Location identification rows
○ ○ ○ ○
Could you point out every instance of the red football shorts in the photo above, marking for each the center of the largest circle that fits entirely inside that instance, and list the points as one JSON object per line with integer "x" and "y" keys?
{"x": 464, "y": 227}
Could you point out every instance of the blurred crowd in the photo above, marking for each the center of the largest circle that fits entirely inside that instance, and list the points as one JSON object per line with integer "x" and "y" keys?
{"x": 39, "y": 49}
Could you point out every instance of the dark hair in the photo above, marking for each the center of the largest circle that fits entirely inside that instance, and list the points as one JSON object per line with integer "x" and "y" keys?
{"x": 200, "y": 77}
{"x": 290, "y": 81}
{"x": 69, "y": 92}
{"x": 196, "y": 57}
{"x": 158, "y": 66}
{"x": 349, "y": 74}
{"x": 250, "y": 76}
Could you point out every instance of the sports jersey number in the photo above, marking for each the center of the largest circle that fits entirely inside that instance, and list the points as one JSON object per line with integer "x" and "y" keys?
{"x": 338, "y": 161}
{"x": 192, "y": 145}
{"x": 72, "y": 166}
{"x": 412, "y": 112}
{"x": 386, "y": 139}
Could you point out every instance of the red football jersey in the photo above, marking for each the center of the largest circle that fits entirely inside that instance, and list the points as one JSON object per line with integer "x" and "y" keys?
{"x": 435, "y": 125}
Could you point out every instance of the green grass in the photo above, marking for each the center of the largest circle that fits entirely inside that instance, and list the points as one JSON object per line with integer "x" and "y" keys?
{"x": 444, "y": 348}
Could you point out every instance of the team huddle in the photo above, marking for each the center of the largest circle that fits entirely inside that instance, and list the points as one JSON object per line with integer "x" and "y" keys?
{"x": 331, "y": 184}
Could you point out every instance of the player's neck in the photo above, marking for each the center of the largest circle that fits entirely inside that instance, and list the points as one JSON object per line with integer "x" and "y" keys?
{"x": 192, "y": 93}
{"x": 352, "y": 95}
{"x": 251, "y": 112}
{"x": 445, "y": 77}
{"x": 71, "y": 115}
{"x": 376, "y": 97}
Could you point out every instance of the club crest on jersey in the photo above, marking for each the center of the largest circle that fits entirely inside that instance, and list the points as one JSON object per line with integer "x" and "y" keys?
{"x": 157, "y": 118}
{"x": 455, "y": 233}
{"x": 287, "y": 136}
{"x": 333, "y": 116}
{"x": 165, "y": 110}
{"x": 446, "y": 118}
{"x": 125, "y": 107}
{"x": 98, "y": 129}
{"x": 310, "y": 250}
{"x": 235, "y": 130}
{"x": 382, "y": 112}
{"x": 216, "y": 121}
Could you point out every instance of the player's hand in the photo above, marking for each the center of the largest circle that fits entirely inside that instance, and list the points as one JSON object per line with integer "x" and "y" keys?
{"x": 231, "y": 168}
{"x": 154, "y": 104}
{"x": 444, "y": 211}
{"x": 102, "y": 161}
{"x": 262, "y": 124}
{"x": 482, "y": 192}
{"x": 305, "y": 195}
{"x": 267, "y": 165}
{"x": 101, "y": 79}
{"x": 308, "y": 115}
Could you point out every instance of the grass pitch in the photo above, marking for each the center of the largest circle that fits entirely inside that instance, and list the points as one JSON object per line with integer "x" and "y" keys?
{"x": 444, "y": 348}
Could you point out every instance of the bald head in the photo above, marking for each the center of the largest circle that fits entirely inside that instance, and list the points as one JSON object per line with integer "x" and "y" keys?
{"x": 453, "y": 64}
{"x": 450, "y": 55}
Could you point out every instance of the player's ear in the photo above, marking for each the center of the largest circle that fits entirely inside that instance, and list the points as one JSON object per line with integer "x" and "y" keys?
○ ○ ○ ○
WORK REQUIRED
Render every line of the rows above as a Markdown table with two columns, Number and Line. Number each line in order and leave out any blank lines.

TASK ANSWER
| Number | Line |
|---|---|
| 1 | Could you point out every instance of the red football shorts in the photo above, marking for each the center of the largest circle that fits entirely inside that instance, and list the points as one JSON object per line with integer "x" and "y" keys? |
| 2 | {"x": 464, "y": 227} |
| 3 | Could you point out every instance of the blurred crowd in the photo above, marking for each the center of the largest circle that fits entirely inside that instance, and list the points as one JSON object per line with integer "x" and "y" keys? |
| 4 | {"x": 39, "y": 49} |
| 5 | Could you point out every instance of the dark hair in the photo above, marking for each the center of the largest circle that fits entirely inside that instance, and list the points as one JSON object per line with integer "x" and "y" keys? |
| 6 | {"x": 200, "y": 77} |
| 7 | {"x": 290, "y": 81} |
| 8 | {"x": 69, "y": 92} |
| 9 | {"x": 196, "y": 57} |
| 10 | {"x": 158, "y": 66} |
| 11 | {"x": 349, "y": 74} |
| 12 | {"x": 250, "y": 76} |
| 13 | Could you point out every instance of the sports jersey number in the photo above, marking for each the center of the largest circle that fits entirely inside that instance, and list the points as one JSON object per line with integer "x" and "y" keys? |
| 14 | {"x": 338, "y": 161} |
| 15 | {"x": 192, "y": 145} |
| 16 | {"x": 72, "y": 166} |
| 17 | {"x": 412, "y": 112} |
| 18 | {"x": 386, "y": 139} |
| 19 | Could you point out every instance of the red football jersey in the photo above, marking for each the center of the largest circle that fits entirely inside that instance, and list the points as one JSON object per line with integer "x" and "y" keys? |
| 20 | {"x": 435, "y": 125} |
| 21 | Could you point out every instance of the green grass in the photo above, marking for each the center of the largest circle that fits entirely inside that instance, and list the points as one JSON object per line with integer "x" and "y" keys? |
| 22 | {"x": 444, "y": 348} |
| 23 | Could you point out every instance of the team huddle in the photo above, marking for each the center of the largest circle that fits entirely inside that instance, and list the points as one JSON object per line with integer "x" and "y" keys? |
| 24 | {"x": 331, "y": 184} |
| 25 | Could you point out every instance of the player's neck in the photo above, marking for each the center of the largest circle that fits entirely inside that instance, and list the points as one JSON object per line with integer "x" and "y" keys? |
| 26 | {"x": 192, "y": 93} |
| 27 | {"x": 352, "y": 95} |
| 28 | {"x": 251, "y": 112} |
| 29 | {"x": 445, "y": 77} |
| 30 | {"x": 71, "y": 115} |
| 31 | {"x": 376, "y": 97} |
| 32 | Could you point out every instance of the club crest on jersey in the photo above, marking for each the center of the largest circle that fits entirely inside that instance, and list the points as one JSON object per line with integer "x" and "y" keys? |
| 33 | {"x": 157, "y": 118} |
| 34 | {"x": 455, "y": 233} |
| 35 | {"x": 287, "y": 136} |
| 36 | {"x": 333, "y": 116} |
| 37 | {"x": 165, "y": 110} |
| 38 | {"x": 446, "y": 118} |
| 39 | {"x": 125, "y": 107} |
| 40 | {"x": 98, "y": 129} |
| 41 | {"x": 310, "y": 250} |
| 42 | {"x": 235, "y": 130} |
| 43 | {"x": 382, "y": 112} |
| 44 | {"x": 216, "y": 121} |
| 45 | Could you point out every instance of the player's hand in the photo above, marking for each the center of the largest circle that fits entirely inside that instance, and list the points as one JSON object per line with integer "x" and "y" keys? |
| 46 | {"x": 231, "y": 168} |
| 47 | {"x": 154, "y": 104} |
| 48 | {"x": 444, "y": 211} |
| 49 | {"x": 102, "y": 161} |
| 50 | {"x": 262, "y": 124} |
| 51 | {"x": 482, "y": 192} |
| 52 | {"x": 305, "y": 195} |
| 53 | {"x": 267, "y": 165} |
| 54 | {"x": 101, "y": 79} |
| 55 | {"x": 308, "y": 115} |
| 56 | Could you point out every instance of the grass pitch in the photo above, marking for each the center of the largest circle that fits entirely inside that instance, and list the points as one JSON object per line with integer "x" and "y" keys? |
| 57 | {"x": 444, "y": 348} |
| 58 | Could you point out every instance of the bald head in the photo above, marking for each the center of the largest circle that fits entirely inside that instance, and list the points as one JSON object per line with integer "x" and "y" keys? |
| 59 | {"x": 453, "y": 64} |
| 60 | {"x": 450, "y": 55} |
| 61 | Could you point out every instance of the player's ear in the photo above, marking for each the center of the largest circle that fits entirely inside that instance, and list the points as one JSON object per line with integer "x" and "y" keys? |